**Prompt**:
Decide whether each statement agrees with the forum thread on voltage regulators and surge suppressors, giving yes or no and quoting the deciding words of the thread. 1. The poster's television clock normally gains about a minute every 2-3 days. 2. The repairmen who came out recommended a whole-house voltage regulator. 3. One reply says a supply of 125 volts, or 250 total, is the top of what you want to see.

**Page text**:
# Whole-House Voltage Regulator vs. Surge Suppressor



## SeekingInfo (Sep 26, 2008)

I have an intermittent electical problem (the worst kind).  Periodically, some of my appliances (furnace, ovens) that are controlled by micro-controllers malfunction, frequently displaying error codes on the displays.  I usually have to break the circuit at the breaker box until I need to use them.

The other day I noticed that all was quiet again with these systems.  This will occasionally happen, frequently after a storm of some kind where the electric company has had to restore power.   Then gradually things get worse, and light bulbs start to burn out quickly, appliances freak out, etc.

Furthermore I noticed that at this same time, my television clock, which normally gains about a minute every 2-3 days, is keeping perfect time now.


So I'm guessing that the electric company is supplying me with voltage that is too high during the times that my controllers freak out and clocks gain time and light bulbs burn out quickly.  

I've read about whole house voltage regulators, which is what I suspect I need.  I am thinking that a whole house surge suppressor would not work, because from what I've read, they vary in how low they will keep the voltage, but good ones keep it to 300 volts, and I'm suspicious that that is way too high.

I know next to nothing about electricity.  When I've had repairmen out to look at this problem, they look at the malfunctioning appliances and say those need to be replaced.  But that is not a plan.  I can't afford to replace several appliances 2 or 3 times a year each, which is what I would be doing on that plan.

Should an electrician be able to measure the voltage coming into the house to determine if it is too high?  Should an electrician be able to determine if a whole-house voltage regulator would solve this problem?  Is this a routine problem, or am I going to have to go through lots of electricians to find one who really knows how to fix this?


----------



## Square Eye (Sep 26, 2008)

Funny how things like florescent lighting and electric motors can interfere with delicate electronics. Double check, look around, consider what could be causing the interference. It may be something as simple as a bad  connection somewhere in your home.


----------



## triple D (Sep 27, 2008)

A pro can check your voltage on both lines to neutral on the main lugs of the panel. A variation more than a volt or two is not good. This test should be performed while various loads are being applied and removed from system. For instance the micro, toaster, washer, heater, oven, ect., ect. A fluctuation of voltage in opposite directions, like one line moving from 120 to 125, and the other from 120 to 115 would indicate a bad neutral. A supply of  125 volts, or 250 total is top of what you want to see. Any more than this, and you want to contact your power co. Or if you come up with readings simmular to those I ment. earlier, and there is no problem with meter per local electrician, you'll want to give them a call then as well. Good luck, let us know how it turns out please....


----------

**Point labeling dataset excerpts**:

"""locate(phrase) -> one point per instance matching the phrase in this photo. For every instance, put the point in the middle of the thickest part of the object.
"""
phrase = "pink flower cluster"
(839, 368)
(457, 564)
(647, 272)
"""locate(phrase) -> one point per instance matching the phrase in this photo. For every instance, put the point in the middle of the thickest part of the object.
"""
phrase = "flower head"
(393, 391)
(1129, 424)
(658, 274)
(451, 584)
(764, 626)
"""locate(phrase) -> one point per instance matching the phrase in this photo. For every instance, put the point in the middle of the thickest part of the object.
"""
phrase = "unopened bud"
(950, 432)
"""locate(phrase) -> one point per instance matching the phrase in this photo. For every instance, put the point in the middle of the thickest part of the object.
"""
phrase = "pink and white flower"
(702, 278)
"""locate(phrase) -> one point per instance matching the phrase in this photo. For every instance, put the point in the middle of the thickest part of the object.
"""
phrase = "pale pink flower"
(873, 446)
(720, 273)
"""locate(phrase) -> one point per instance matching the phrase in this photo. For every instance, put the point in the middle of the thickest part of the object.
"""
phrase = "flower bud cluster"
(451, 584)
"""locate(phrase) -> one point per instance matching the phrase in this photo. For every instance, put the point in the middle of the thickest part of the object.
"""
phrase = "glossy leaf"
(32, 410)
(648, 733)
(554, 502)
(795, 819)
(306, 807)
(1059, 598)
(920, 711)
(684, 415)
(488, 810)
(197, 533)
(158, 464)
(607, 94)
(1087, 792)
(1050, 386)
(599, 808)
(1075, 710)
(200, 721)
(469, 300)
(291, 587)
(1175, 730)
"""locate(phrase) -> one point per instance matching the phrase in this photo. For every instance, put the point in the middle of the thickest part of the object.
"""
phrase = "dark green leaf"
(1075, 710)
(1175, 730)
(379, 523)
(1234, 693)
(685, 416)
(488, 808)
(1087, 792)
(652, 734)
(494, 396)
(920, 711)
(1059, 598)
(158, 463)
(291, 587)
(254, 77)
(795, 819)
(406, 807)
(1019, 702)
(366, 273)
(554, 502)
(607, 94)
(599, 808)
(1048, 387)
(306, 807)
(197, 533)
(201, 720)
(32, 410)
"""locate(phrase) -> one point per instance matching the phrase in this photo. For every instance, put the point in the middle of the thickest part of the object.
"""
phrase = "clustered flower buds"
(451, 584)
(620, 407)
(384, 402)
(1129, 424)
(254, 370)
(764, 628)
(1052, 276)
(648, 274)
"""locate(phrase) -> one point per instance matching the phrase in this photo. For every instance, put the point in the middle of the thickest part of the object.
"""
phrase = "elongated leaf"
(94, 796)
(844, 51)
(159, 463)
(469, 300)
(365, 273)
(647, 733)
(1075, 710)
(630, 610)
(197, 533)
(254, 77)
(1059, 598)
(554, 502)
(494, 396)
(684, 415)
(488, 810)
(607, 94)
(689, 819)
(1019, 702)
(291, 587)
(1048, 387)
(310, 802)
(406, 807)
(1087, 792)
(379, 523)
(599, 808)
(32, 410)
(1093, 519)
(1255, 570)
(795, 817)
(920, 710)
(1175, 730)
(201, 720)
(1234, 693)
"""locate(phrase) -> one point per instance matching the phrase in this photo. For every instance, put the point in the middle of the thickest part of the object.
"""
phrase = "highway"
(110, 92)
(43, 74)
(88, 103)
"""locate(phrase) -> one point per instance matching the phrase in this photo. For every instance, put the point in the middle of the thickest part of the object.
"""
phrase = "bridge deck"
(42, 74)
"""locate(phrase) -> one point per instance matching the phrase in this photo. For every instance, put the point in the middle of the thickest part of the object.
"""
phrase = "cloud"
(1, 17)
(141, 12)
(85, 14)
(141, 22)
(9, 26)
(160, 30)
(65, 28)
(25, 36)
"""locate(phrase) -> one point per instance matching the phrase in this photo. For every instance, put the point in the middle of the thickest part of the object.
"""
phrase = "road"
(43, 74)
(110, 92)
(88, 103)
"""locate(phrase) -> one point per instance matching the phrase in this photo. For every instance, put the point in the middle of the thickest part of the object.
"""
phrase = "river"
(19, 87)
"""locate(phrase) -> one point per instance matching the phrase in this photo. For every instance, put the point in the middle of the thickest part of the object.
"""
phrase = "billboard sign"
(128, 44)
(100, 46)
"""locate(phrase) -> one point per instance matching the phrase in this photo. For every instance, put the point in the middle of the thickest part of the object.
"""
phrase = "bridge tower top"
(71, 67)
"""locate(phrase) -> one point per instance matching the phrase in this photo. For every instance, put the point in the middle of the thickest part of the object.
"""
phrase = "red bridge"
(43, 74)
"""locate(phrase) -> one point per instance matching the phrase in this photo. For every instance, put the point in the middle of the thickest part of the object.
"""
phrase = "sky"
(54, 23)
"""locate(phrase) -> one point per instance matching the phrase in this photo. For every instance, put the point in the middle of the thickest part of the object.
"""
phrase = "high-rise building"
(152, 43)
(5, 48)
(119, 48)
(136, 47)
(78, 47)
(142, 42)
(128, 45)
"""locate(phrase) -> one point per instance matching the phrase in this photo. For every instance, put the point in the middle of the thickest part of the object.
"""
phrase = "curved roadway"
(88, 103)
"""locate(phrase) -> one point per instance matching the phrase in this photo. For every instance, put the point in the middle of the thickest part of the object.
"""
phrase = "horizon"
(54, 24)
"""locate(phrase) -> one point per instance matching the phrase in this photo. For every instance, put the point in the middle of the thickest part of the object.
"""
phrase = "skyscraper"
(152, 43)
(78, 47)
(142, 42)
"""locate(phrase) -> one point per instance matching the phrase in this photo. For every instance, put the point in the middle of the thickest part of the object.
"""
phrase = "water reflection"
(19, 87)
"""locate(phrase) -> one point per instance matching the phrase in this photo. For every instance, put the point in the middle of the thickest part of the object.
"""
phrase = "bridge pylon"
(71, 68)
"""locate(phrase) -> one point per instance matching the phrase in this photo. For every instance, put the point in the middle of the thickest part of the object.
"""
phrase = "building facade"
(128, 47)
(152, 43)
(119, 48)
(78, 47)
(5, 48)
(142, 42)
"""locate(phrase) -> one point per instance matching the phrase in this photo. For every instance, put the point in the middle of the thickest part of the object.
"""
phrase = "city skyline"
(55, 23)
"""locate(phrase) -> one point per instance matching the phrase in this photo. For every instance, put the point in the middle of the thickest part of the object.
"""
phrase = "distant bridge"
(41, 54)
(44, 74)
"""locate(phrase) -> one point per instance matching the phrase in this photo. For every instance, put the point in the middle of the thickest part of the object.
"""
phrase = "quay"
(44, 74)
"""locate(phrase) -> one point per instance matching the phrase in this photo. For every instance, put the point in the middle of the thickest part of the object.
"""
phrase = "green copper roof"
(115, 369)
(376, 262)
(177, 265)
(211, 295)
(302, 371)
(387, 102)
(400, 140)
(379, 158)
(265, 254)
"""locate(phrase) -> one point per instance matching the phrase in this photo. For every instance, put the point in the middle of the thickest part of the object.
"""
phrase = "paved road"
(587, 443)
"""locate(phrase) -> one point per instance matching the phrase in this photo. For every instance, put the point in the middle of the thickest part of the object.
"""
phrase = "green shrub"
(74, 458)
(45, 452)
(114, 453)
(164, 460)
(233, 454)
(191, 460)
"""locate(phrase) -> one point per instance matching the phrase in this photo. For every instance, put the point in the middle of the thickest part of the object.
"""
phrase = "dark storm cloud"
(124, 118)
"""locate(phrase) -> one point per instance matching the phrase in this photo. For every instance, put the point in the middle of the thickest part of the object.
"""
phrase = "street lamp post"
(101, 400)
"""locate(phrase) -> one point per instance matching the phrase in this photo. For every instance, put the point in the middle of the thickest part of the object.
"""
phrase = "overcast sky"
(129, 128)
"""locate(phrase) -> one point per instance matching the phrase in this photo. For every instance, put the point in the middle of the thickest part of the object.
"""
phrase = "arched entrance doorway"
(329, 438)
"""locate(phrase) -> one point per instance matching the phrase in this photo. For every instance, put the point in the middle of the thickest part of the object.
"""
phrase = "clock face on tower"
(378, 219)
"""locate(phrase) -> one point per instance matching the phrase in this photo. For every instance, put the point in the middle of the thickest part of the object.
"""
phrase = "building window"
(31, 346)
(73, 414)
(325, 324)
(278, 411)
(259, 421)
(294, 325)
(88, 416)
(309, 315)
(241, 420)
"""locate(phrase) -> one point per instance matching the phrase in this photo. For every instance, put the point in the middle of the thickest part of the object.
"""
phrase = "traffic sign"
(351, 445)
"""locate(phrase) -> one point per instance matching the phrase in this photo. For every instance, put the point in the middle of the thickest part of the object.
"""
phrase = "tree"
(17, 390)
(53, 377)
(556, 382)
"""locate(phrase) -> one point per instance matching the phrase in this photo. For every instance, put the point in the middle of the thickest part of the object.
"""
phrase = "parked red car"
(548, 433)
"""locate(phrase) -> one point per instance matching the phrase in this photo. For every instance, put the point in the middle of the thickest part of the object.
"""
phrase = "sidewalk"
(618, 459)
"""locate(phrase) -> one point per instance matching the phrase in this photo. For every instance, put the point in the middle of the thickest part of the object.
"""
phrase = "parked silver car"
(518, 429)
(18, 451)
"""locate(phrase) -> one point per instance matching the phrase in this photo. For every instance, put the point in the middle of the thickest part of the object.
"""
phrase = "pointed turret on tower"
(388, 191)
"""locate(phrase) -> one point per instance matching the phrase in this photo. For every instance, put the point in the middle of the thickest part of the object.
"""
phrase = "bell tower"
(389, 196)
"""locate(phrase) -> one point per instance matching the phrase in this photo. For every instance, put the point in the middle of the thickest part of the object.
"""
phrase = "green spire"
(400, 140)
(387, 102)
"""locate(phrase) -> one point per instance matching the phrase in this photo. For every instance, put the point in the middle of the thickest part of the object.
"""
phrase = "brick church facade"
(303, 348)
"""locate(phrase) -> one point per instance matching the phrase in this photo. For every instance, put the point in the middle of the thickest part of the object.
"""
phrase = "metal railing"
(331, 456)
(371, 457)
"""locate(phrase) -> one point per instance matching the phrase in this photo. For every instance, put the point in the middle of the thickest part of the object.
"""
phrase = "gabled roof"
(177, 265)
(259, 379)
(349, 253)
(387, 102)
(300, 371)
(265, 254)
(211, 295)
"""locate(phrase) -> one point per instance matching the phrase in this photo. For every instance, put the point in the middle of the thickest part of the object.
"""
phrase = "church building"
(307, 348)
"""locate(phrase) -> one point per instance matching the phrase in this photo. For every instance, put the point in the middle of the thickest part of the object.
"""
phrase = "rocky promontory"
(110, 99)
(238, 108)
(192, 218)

**Exercise result**:
1. Yes: "my television clock, which normally gains about a minute every 2-3 days"
2. No: "they look at the malfunctioning appliances and say those need to be replaced"
3. Yes: "A supply of  125 volts, or 250 total is top of what you want to see."